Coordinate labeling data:
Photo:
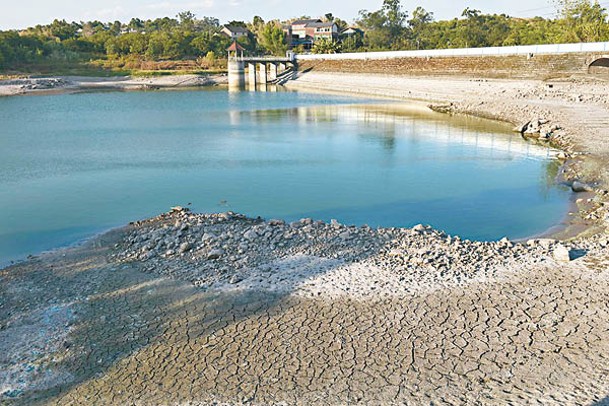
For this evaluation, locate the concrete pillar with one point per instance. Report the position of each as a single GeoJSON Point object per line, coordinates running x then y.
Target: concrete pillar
{"type": "Point", "coordinates": [251, 74]}
{"type": "Point", "coordinates": [272, 71]}
{"type": "Point", "coordinates": [236, 74]}
{"type": "Point", "coordinates": [263, 74]}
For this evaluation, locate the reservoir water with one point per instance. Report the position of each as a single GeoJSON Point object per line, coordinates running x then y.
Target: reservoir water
{"type": "Point", "coordinates": [73, 165]}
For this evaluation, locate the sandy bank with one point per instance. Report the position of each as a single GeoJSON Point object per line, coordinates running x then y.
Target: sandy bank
{"type": "Point", "coordinates": [191, 308]}
{"type": "Point", "coordinates": [575, 113]}
{"type": "Point", "coordinates": [76, 83]}
{"type": "Point", "coordinates": [245, 311]}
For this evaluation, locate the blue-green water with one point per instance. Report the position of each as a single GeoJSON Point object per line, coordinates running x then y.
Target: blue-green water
{"type": "Point", "coordinates": [74, 165]}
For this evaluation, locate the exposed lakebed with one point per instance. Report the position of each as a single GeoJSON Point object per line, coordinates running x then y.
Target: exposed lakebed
{"type": "Point", "coordinates": [73, 165]}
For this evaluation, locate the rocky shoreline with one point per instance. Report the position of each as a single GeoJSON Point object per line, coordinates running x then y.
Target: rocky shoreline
{"type": "Point", "coordinates": [15, 87]}
{"type": "Point", "coordinates": [228, 251]}
{"type": "Point", "coordinates": [191, 309]}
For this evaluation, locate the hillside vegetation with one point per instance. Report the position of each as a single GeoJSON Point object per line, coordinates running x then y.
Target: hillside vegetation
{"type": "Point", "coordinates": [188, 43]}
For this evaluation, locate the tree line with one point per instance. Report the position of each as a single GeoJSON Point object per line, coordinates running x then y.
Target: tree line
{"type": "Point", "coordinates": [390, 27]}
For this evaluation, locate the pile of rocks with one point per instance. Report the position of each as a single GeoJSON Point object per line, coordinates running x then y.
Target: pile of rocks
{"type": "Point", "coordinates": [39, 84]}
{"type": "Point", "coordinates": [538, 128]}
{"type": "Point", "coordinates": [208, 249]}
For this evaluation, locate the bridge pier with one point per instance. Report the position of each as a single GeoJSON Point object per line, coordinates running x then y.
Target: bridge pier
{"type": "Point", "coordinates": [251, 74]}
{"type": "Point", "coordinates": [262, 77]}
{"type": "Point", "coordinates": [272, 71]}
{"type": "Point", "coordinates": [236, 74]}
{"type": "Point", "coordinates": [260, 71]}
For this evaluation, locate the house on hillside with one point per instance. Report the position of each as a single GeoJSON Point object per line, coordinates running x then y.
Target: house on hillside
{"type": "Point", "coordinates": [306, 32]}
{"type": "Point", "coordinates": [234, 31]}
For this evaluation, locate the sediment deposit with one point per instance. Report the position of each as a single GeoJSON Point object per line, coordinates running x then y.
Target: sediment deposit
{"type": "Point", "coordinates": [190, 308]}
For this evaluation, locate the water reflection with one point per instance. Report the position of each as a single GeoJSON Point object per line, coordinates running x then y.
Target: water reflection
{"type": "Point", "coordinates": [86, 162]}
{"type": "Point", "coordinates": [385, 123]}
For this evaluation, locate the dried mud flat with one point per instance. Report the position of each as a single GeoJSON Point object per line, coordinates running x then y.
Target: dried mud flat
{"type": "Point", "coordinates": [194, 309]}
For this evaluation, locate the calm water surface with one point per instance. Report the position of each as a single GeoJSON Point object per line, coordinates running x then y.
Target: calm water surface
{"type": "Point", "coordinates": [75, 165]}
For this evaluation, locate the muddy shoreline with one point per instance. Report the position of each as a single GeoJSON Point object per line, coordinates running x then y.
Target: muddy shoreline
{"type": "Point", "coordinates": [69, 84]}
{"type": "Point", "coordinates": [192, 309]}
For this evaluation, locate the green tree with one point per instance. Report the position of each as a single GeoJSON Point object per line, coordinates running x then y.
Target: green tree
{"type": "Point", "coordinates": [326, 46]}
{"type": "Point", "coordinates": [272, 38]}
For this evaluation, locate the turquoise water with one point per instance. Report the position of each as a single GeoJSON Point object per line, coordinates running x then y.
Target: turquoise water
{"type": "Point", "coordinates": [74, 165]}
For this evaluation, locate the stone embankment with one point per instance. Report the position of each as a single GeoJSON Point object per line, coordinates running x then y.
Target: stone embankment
{"type": "Point", "coordinates": [194, 309]}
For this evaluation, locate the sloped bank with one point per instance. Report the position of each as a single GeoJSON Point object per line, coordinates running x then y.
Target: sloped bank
{"type": "Point", "coordinates": [189, 308]}
{"type": "Point", "coordinates": [570, 114]}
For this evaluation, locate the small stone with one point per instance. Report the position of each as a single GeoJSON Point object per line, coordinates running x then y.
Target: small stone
{"type": "Point", "coordinates": [561, 253]}
{"type": "Point", "coordinates": [546, 243]}
{"type": "Point", "coordinates": [580, 187]}
{"type": "Point", "coordinates": [235, 279]}
{"type": "Point", "coordinates": [250, 235]}
{"type": "Point", "coordinates": [215, 254]}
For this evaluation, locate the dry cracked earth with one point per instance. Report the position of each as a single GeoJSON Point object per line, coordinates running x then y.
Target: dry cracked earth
{"type": "Point", "coordinates": [78, 327]}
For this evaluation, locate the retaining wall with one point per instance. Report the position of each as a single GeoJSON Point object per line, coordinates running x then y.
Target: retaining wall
{"type": "Point", "coordinates": [510, 62]}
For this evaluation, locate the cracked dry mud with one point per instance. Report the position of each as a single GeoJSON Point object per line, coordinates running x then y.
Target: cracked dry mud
{"type": "Point", "coordinates": [532, 335]}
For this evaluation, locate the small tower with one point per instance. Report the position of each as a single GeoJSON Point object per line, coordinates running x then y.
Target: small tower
{"type": "Point", "coordinates": [236, 67]}
{"type": "Point", "coordinates": [235, 50]}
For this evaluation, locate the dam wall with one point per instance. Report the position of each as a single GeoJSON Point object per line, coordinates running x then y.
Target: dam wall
{"type": "Point", "coordinates": [526, 62]}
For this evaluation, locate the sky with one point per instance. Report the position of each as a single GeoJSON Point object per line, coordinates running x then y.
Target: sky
{"type": "Point", "coordinates": [25, 13]}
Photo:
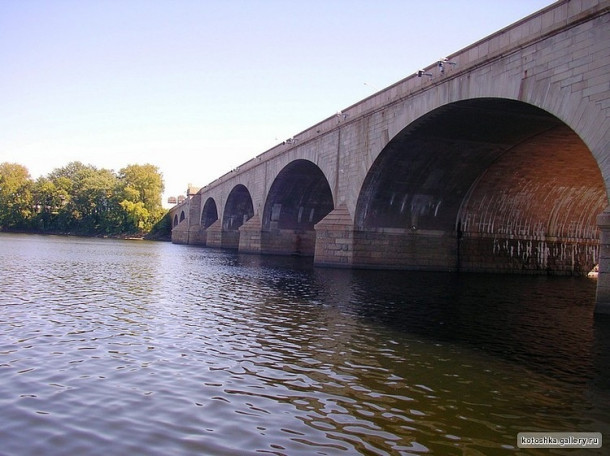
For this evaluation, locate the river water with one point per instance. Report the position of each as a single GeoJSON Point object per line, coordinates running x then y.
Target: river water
{"type": "Point", "coordinates": [137, 348]}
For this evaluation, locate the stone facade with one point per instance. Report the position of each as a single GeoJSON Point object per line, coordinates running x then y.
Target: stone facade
{"type": "Point", "coordinates": [484, 198]}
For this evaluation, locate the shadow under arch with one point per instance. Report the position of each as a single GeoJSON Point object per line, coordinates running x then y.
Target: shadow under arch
{"type": "Point", "coordinates": [238, 210]}
{"type": "Point", "coordinates": [209, 214]}
{"type": "Point", "coordinates": [299, 197]}
{"type": "Point", "coordinates": [482, 185]}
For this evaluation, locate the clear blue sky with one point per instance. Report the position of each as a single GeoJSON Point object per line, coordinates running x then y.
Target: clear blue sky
{"type": "Point", "coordinates": [197, 87]}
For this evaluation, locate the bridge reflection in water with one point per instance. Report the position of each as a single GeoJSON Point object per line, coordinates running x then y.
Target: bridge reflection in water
{"type": "Point", "coordinates": [162, 349]}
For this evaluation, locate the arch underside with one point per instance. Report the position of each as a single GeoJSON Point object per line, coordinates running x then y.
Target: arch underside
{"type": "Point", "coordinates": [238, 210]}
{"type": "Point", "coordinates": [209, 214]}
{"type": "Point", "coordinates": [299, 197]}
{"type": "Point", "coordinates": [486, 185]}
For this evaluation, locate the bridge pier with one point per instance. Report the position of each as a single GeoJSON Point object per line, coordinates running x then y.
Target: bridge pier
{"type": "Point", "coordinates": [335, 239]}
{"type": "Point", "coordinates": [250, 236]}
{"type": "Point", "coordinates": [214, 235]}
{"type": "Point", "coordinates": [602, 300]}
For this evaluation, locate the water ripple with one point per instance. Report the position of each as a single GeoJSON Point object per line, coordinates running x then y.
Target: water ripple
{"type": "Point", "coordinates": [111, 347]}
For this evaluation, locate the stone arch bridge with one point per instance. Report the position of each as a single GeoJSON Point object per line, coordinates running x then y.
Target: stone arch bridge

The problem
Reproduce only the lines running from the one that contains "For this evaluation, locate the shadow" to the last line of the records.

Full output
For this evaluation, locate the shadow under arch with one point per instance. Report the position of each as a single GeoJSON Point object per line, coordinates running x then y.
Target: shadow under arch
{"type": "Point", "coordinates": [238, 210]}
{"type": "Point", "coordinates": [209, 214]}
{"type": "Point", "coordinates": [299, 197]}
{"type": "Point", "coordinates": [482, 185]}
For this evaluation, locate the clear blue sky with one point per instance. Report the position of each as a single GeoJSON Point object per line, coordinates running x then y.
Target: clear blue sky
{"type": "Point", "coordinates": [197, 87]}
For this evaluation, locate the bridge reflection in water with one point per instance. Report the position of each as a single GeoJSON Point object per line, coordinates running x then y.
Target: bridge reflection in water
{"type": "Point", "coordinates": [162, 349]}
For this evaluation, locate the arch underside with one point per instance. Report the position of each as a single GeoJSON Point object per line, coordinates running x then y.
Target: arch underside
{"type": "Point", "coordinates": [238, 210]}
{"type": "Point", "coordinates": [209, 214]}
{"type": "Point", "coordinates": [299, 197]}
{"type": "Point", "coordinates": [486, 185]}
For this evaluation, locate the bridge pier with one point per instance. Report the position of each as a single GeoJSON Point object per line, coordinates running x then y.
Target: bridge pier
{"type": "Point", "coordinates": [335, 239]}
{"type": "Point", "coordinates": [250, 236]}
{"type": "Point", "coordinates": [214, 235]}
{"type": "Point", "coordinates": [602, 300]}
For this evaluation, locate the water ripple with one point per instance. Report the position of each as a single GeoJSON Point object per line, coordinates running x then y.
Target: water ripple
{"type": "Point", "coordinates": [111, 347]}
For this evaluation, locate the stone arch bridge with one point per instance. Report the position of each as a single GeoJSON Point object per line, coordinates running x then y.
Target: stone arch bridge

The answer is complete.